[Stored data entries]
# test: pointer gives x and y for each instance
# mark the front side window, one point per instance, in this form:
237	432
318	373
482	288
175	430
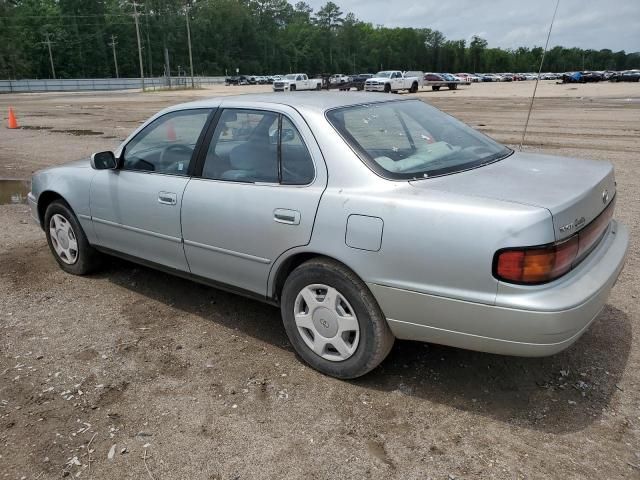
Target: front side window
166	145
254	146
412	140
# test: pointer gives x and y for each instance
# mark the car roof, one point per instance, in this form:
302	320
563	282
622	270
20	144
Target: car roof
318	101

EXERCISE REQUIREMENTS
All lines above that contain "mark" are required in the answer.

ANSWER FOR THE TASK
# mark the front side window, one point per instance, in this form:
# mark the car roof, one point per instance, in this form:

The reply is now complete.